Ist eine Systemreform wirklich notwendig? Eindeutig ja, bedenkt man, dass seit 2003 mit jeder Veröffentlichung von PISA-Ergebnissen helle Aufregung herrscht und dringender Handlungsbedarf gesehen wird, aber dennoch im Verlauf von mehr als 10 Jahren immer wieder ähnlich schlechte Resultate erzielt werden. Mit anderen Wort: Seit über 10 Jahren ist es insgesamt 3 Ministern, 9 Amtsführenden Landesschulratspräsidenten inklusive 9 Landesschulratsdirektoren, weit über 200 Schulinspektoren, 14 Pädagogischen Hochschulen und den dort eingerichteten Abteilungen für Lehrerfortbildung nicht gelungen, eine auch nur bescheidene Verbesserung der Lesekompetenz bei Schülerinnen und Schülern herbeizuführen.

■ AUSZÜGE AUS DATENSÄTZEN:

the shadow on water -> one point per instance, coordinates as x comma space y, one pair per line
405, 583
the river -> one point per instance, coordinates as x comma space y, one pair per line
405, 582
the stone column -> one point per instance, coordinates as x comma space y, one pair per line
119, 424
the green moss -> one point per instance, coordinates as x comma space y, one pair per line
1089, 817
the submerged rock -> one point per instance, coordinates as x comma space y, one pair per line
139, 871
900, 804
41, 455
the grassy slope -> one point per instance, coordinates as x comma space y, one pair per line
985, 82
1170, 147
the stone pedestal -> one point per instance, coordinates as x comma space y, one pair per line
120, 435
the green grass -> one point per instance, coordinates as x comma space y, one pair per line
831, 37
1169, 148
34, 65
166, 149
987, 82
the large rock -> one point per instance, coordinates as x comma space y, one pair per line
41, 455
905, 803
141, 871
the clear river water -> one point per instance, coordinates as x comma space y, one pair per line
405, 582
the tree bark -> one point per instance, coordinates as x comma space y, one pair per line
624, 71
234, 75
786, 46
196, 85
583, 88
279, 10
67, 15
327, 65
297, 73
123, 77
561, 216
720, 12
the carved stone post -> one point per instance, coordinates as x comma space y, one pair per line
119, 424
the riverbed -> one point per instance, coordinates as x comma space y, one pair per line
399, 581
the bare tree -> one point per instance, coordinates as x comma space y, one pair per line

■ AUFGABE A: Zähle aus dem Textauszug zur Schulreform alle Akteure auf, denen es laut Text nicht gelungen ist, die Lesekompetenz der Schülerinnen und Schüler zu verbessern. Gib dabei jeweils die genannte Anzahl an.
■ AUFGABE B: Führe den Textauszug zur Schulreform im Anschluss an seinen letzten Satz weiter.
Die Einträge werden für die Bearbeitung nicht gebraucht.

■ ENDGÜLTIGE ANTWORT A:
- 3 Minister
- 9 Amtsführende Landesschulratspräsidenten
- 9 Landesschulratsdirektoren
- weit über 200 Schulinspektoren
- 14 Pädagogische Hochschulen
- die dort eingerichteten Abteilungen für Lehrerfortbildung

■ ENDGÜLTIGE ANTWORT B:
Überraschen kann das niemanden, der die Erkenntnisse des Rechnungshofes über den Zustand der Schulverwaltung (siehe RH – Bericht „Schulaufsicht“ v. 27.8.2009) kennt. Dort heißt es unter der Überschrift „Schulverwaltung aus dem Jahr 1962 nicht mehr zeitgemäß“:
Konkrete Vorgaben für bildungspolitische Ziele nicht in ausreichendem Maße vorhanden.
Gründe:
• Komplexe Kompetenzverteilung
• Fehlende Übereinstimmung von Ausgaben-, Aufgaben- und Finanzierungsverantwortung
• Unterschiedliche Sichtweisen bzw. Interessenslagen
• Ineffizienzen, Doppelgleisigkeiten, Zielkonflikte

Noch deutlicher drückt es die Expertengruppe aus, die dem RH-Bericht zugearbeitet hat:

„Eine einheitlich geführte und wirkungsvolle Ressourcen- und Ausgabensteuerung fehlt.
Qualitätssicherung und Qualitätsverbesserung kann durch die unterschiedliche Kompetenzlage nicht wahrgenommen werden.“

Warum findet die Bildungspolitik dieses Landes auf diese klaren und eindeutigen Aussagen keine Antworten?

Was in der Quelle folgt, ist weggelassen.